> _Aim of the task_
Reproduce every one of the entries below word for word.
"""
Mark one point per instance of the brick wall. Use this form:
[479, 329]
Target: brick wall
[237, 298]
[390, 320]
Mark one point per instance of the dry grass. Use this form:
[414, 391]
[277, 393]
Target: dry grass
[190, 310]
"""
> _Result of the task_
Mark one point per instance of the brick wall. Use this form:
[479, 329]
Target: brick wall
[237, 298]
[390, 320]
Mark one point per instance of the dry grass. Use this form:
[414, 391]
[277, 393]
Target: dry grass
[190, 310]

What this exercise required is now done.